■ **To be done**:
Copy each of the following items word for word, keeping their order and wording unchanged.

■ **Recorded data**:
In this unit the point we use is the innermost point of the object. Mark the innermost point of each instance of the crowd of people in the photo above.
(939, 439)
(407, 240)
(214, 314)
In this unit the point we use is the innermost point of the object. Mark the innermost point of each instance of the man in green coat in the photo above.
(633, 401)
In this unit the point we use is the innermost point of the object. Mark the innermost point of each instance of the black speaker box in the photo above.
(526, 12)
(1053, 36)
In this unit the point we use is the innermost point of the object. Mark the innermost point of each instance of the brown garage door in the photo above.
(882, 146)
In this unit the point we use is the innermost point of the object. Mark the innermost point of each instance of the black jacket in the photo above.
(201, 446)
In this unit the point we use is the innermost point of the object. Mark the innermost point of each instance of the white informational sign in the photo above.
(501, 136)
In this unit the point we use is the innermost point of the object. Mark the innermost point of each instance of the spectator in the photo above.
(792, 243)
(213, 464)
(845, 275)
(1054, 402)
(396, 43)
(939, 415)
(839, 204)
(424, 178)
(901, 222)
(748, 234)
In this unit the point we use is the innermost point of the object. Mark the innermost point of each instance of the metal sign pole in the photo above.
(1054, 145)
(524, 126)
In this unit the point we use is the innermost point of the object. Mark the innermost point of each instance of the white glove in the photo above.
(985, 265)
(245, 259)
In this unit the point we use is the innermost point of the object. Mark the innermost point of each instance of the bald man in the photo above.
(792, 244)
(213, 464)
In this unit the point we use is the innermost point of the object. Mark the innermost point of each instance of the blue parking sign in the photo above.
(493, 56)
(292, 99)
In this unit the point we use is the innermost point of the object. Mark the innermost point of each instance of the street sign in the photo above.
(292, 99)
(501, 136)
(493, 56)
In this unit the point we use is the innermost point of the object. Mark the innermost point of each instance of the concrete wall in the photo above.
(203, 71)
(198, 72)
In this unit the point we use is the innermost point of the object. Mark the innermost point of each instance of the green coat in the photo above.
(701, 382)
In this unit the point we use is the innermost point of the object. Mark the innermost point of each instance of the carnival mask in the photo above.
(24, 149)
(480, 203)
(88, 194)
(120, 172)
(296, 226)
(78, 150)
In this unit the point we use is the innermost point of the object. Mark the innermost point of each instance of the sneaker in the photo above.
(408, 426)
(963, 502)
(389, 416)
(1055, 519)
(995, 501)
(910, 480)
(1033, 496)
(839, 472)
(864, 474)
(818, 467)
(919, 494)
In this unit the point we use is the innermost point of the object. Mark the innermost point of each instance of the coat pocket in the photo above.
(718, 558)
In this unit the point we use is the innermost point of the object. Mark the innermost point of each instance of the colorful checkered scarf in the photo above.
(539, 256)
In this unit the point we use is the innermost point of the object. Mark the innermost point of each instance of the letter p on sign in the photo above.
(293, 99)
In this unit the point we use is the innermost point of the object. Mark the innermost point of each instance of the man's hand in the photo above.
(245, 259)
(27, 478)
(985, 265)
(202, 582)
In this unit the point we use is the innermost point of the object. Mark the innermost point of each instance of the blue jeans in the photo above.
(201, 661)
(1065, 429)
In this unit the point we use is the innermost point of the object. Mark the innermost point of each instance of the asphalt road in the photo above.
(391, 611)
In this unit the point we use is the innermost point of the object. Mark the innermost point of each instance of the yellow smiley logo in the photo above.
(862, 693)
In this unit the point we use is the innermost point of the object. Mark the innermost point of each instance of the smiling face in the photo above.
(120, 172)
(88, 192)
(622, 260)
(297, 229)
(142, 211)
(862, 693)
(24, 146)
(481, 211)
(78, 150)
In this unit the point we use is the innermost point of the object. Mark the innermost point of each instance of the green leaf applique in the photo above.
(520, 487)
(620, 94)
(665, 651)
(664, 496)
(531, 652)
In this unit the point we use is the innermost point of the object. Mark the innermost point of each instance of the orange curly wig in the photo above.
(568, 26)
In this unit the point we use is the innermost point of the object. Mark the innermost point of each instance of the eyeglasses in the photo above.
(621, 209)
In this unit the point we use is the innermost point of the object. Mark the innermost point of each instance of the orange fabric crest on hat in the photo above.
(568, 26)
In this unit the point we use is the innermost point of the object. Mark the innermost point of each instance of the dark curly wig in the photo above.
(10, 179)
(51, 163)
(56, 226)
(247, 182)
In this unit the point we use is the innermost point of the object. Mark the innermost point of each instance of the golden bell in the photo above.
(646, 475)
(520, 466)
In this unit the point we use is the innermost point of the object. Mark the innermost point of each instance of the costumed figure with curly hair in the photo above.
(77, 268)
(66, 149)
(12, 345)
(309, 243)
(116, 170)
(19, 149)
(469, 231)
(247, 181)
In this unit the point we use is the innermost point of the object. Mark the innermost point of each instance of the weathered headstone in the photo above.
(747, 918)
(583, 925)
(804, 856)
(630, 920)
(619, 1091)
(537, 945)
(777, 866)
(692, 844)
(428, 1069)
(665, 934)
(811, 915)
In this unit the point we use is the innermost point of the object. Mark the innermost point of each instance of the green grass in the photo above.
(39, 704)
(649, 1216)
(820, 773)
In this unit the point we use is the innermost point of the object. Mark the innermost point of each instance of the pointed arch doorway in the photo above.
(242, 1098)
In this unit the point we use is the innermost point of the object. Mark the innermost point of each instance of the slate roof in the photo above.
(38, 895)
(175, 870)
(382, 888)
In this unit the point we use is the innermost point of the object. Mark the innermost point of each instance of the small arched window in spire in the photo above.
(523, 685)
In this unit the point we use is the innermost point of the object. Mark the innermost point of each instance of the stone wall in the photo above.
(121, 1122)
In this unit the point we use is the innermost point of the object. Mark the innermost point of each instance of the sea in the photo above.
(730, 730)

■ **Written solution**:
In this unit the point we use is the innermost point of the object. Mark the innermost point of each instance of the crowd of people in the photo above.
(939, 439)
(407, 240)
(214, 314)
In this unit the point we use is the innermost point of the object. Mark the innermost point of each instance of the man in green coat in the photo above.
(633, 401)
In this unit the point we use is the innermost point of the object. Mark the innermost point of each instance of the black speaker box in the photo above.
(526, 12)
(1053, 36)
In this unit the point we use is the innermost point of the object. Mark the innermost point of each instance of the brown garage door in the photo above.
(882, 146)
In this unit the point we use is the innermost point of the object. Mark the innermost point of each instance of the black jacket in the photo above.
(201, 446)
In this unit the point we use is the innermost point of the object. Mark the innermost point of each instance of the white informational sign in the photo above.
(501, 136)
In this unit the point we use is the innermost point of the object. Mark the innermost point of each instance of the spectator in the photo above.
(792, 243)
(213, 464)
(845, 275)
(1054, 402)
(396, 43)
(939, 415)
(839, 204)
(424, 178)
(901, 222)
(748, 234)
In this unit the point we use is the innermost point of the object. Mark the innermost point of each instance of the metal sign pole in the photo above.
(1054, 145)
(524, 126)
In this unit the point we use is the innermost point of the object. Mark the innermost point of each instance of the white glove in the photo above.
(985, 265)
(245, 259)
In this unit the point we use is the innermost point of the object. Mark the innermost point of each instance of the bald man in the photo above.
(792, 244)
(213, 464)
In this unit the point we use is the innermost point of the object. Mark the innermost point of each instance of the blue parking sign in the photo above.
(493, 56)
(292, 99)
In this unit the point we use is the innermost point of the object. Mark the innermost point of each instance of the street sign in the photo above.
(292, 99)
(501, 136)
(493, 56)
In this unit the point we use is the innermost point of the object. Mark the innermost point of each instance of the concrete wall in the photo above.
(203, 71)
(198, 72)
In this unit the point we use is the innermost point of the object. Mark the innermost point of each instance of the green coat in the photo above.
(701, 382)
In this unit the point we use is the innermost point of the object. Mark the innermost point of each instance of the carnival mask in the photo above.
(24, 149)
(480, 203)
(88, 194)
(120, 172)
(296, 226)
(78, 150)
In this unit the point we use is the innermost point of the object. Mark the innermost point of each instance of the sneaker in the photo above.
(408, 426)
(963, 502)
(389, 416)
(1055, 519)
(995, 501)
(910, 480)
(1033, 496)
(839, 472)
(864, 474)
(818, 467)
(919, 494)
In this unit the point we use is the innermost point of the object. Mark the innermost point of each instance of the coat pocket in the photo above.
(718, 558)
In this unit the point we use is the innermost point of the object. Mark the innermost point of each instance of the colorful checkered scarf in the photo above.
(539, 256)
In this unit the point we use is the innermost point of the object. Mark the innermost point of each instance of the letter p on sign in the photo above.
(293, 99)
In this unit the point we use is the innermost point of the object. Mark the innermost point of each instance of the man's hand in the photo above.
(245, 259)
(27, 478)
(985, 265)
(202, 582)
In this unit the point we use is the innermost point of the object. Mark the innermost point of each instance of the blue jeans in the photo above.
(201, 661)
(1065, 429)
In this unit the point we use is the innermost point of the object. Mark the innermost point of each instance of the asphalt road in the photo above.
(391, 611)
In this unit the point we use is the innermost point of the object. Mark the innermost point of each instance of the yellow smiley logo in the photo above.
(862, 693)
In this unit the point we use is the innermost point of the object. Mark the innermost point of each instance of the smiling face in the photo above.
(120, 172)
(88, 192)
(622, 260)
(297, 229)
(142, 211)
(862, 693)
(24, 146)
(481, 211)
(78, 150)
In this unit the point we use is the innermost point of the object. Mark the innermost point of each instance of the green leaf applique in the photo above.
(520, 487)
(620, 94)
(665, 651)
(664, 496)
(531, 652)
In this unit the point we use is the innermost point of the object. Mark the innermost point of each instance of the orange curly wig in the photo above.
(568, 26)
In this unit the point we use is the innermost point of the object. Mark the innermost point of each instance of the eyeglasses in the photo above.
(621, 209)
In this unit the point we use is the innermost point of the object. Mark the innermost point of each instance of the orange fabric crest on hat in the photo above.
(568, 26)
In this unit the point we use is the innermost point of the object. Mark the innermost point of each instance of the dark curly wig in the photo above.
(10, 179)
(51, 163)
(56, 226)
(247, 182)
In this unit the point we use is the innermost point of the object. Mark the innermost point of each instance of the golden bell in the photo above.
(646, 475)
(520, 466)
In this unit the point we use is the innermost point of the object. Mark the innermost point of each instance of the costumed figure with curly hair in the photo above.
(77, 268)
(66, 149)
(12, 345)
(309, 243)
(116, 170)
(19, 149)
(469, 231)
(247, 181)
In this unit the point we use is the innermost point of the object. Mark the innermost point of each instance of the weathered headstone in the photo above.
(747, 918)
(583, 925)
(804, 856)
(630, 920)
(619, 1091)
(537, 945)
(777, 866)
(692, 844)
(428, 1069)
(665, 934)
(811, 915)
In this unit the point we use is the innermost point of the object. Mark the innermost point of each instance of the green grass in the photo above.
(39, 704)
(649, 1216)
(820, 773)
In this unit the point we use is the innermost point of the object. Mark the innermost point of each instance of the pointed arch doorway in the photo above.
(242, 1098)
In this unit the point we use is the innermost point of the object. Mark the innermost point of each instance of the slate roof in the photo above.
(38, 895)
(175, 870)
(382, 888)
In this unit the point we use is the innermost point of the object. Mark the innermost point of each instance of the small arched window in spire in the photo above.
(523, 685)
In this unit the point we use is the innermost point of the object. Mark the innermost point of each instance of the stone wall in the photo above.
(121, 1122)
In this unit the point we use is the innermost point of the object. Mark the innermost point of each instance of the sea in the photo above.
(730, 730)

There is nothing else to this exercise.